[Dataset entries]

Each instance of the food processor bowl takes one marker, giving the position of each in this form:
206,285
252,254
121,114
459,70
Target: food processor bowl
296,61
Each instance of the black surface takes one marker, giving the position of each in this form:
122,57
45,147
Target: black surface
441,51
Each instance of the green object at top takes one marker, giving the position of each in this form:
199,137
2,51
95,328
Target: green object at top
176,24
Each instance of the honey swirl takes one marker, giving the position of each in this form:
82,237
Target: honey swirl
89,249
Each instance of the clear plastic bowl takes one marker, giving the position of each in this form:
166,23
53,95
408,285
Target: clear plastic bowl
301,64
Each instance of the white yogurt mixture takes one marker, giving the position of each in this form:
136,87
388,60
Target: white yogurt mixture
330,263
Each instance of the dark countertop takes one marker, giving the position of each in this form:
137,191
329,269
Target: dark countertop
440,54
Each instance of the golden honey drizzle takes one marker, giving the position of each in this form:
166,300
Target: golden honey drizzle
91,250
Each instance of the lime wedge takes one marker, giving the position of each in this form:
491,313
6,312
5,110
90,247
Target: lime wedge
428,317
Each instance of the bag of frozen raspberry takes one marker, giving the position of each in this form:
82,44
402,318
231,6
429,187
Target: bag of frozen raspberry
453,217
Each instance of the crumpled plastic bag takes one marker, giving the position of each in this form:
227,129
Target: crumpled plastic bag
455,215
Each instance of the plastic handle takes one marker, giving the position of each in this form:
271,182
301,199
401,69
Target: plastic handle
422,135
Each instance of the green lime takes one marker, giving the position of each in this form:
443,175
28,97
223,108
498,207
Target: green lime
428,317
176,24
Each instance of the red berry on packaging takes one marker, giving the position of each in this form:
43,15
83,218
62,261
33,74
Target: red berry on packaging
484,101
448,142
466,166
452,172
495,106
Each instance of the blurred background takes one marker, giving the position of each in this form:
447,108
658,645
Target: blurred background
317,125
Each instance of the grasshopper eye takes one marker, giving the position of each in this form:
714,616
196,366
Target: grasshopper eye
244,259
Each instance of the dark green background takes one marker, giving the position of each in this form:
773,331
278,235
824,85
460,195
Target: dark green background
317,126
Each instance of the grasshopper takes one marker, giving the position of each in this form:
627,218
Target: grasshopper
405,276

[Exercise goal]: Output a faithful copy of every entry, keeping each line as written.

[Result below]:
Each instance of the food processor bowl takes one marker, giving the position of each in this form:
206,285
252,254
121,114
459,70
Target: food processor bowl
296,61
Each instance of the black surface takes one marker, giving the position of each in this form:
122,57
45,147
Target: black surface
441,51
Each instance of the green object at top takes one marker, giving the position of each in this form:
199,137
2,51
95,328
Target: green object at top
176,24
Each instance of the honey swirl takes one marker, giving the position of each in this form:
82,237
Target: honey swirl
89,249
Each instance of the clear plastic bowl takes one marker, giving the position of each in this form:
166,23
53,95
408,285
Target: clear plastic bowl
301,64
Each instance of the white yogurt mixture takes one marker, giving the position of each in this form:
136,87
388,60
Target: white yogurt mixture
330,263
Each instance of the dark countertop takes one marker, giving the position of each in this form:
137,191
329,269
Target: dark countertop
440,54
Each instance of the golden honey drizzle takes one marker, giving the position of each in this form:
166,300
Target: golden honey drizzle
91,250
Each instance of the lime wedge takes one marker, giving the position of each in this form:
491,313
6,312
5,110
90,247
Target: lime wedge
428,317
Each instance of the bag of frozen raspberry takes one marker, giving the position of each in this form:
82,44
402,318
231,6
429,187
Target: bag of frozen raspberry
453,217
Each instance of the crumpled plastic bag takes one marker, giving the position of each in this form:
227,129
Target: crumpled plastic bag
455,215
Each instance of the plastic handle takes one marker, giving the position of each in this form:
271,182
301,199
401,69
Target: plastic handle
422,135
Each instance of the green lime takes one marker, giving the position of each in this form:
443,175
28,97
223,108
498,207
Target: green lime
428,317
176,24
Each instance of the red berry on packaging takes one marker, giving the position of each in this form:
43,15
83,218
62,261
33,74
Target: red berry on packaging
484,101
448,142
466,166
452,172
495,106
Each instance of the blurred background takes one marker, giving the position of each in this form:
447,108
658,645
Target: blurred background
317,125
Each instance of the grasshopper eye takes one marker, giving the position of each in this form:
714,616
196,366
Target: grasshopper eye
244,259
Each instance of the dark green background takes one marker, giving the position of each in this form:
773,331
278,235
824,85
460,195
Target: dark green background
317,126
Each instance of the grasshopper takes one marker, giving the position of each in this form:
627,218
Target: grasshopper
405,276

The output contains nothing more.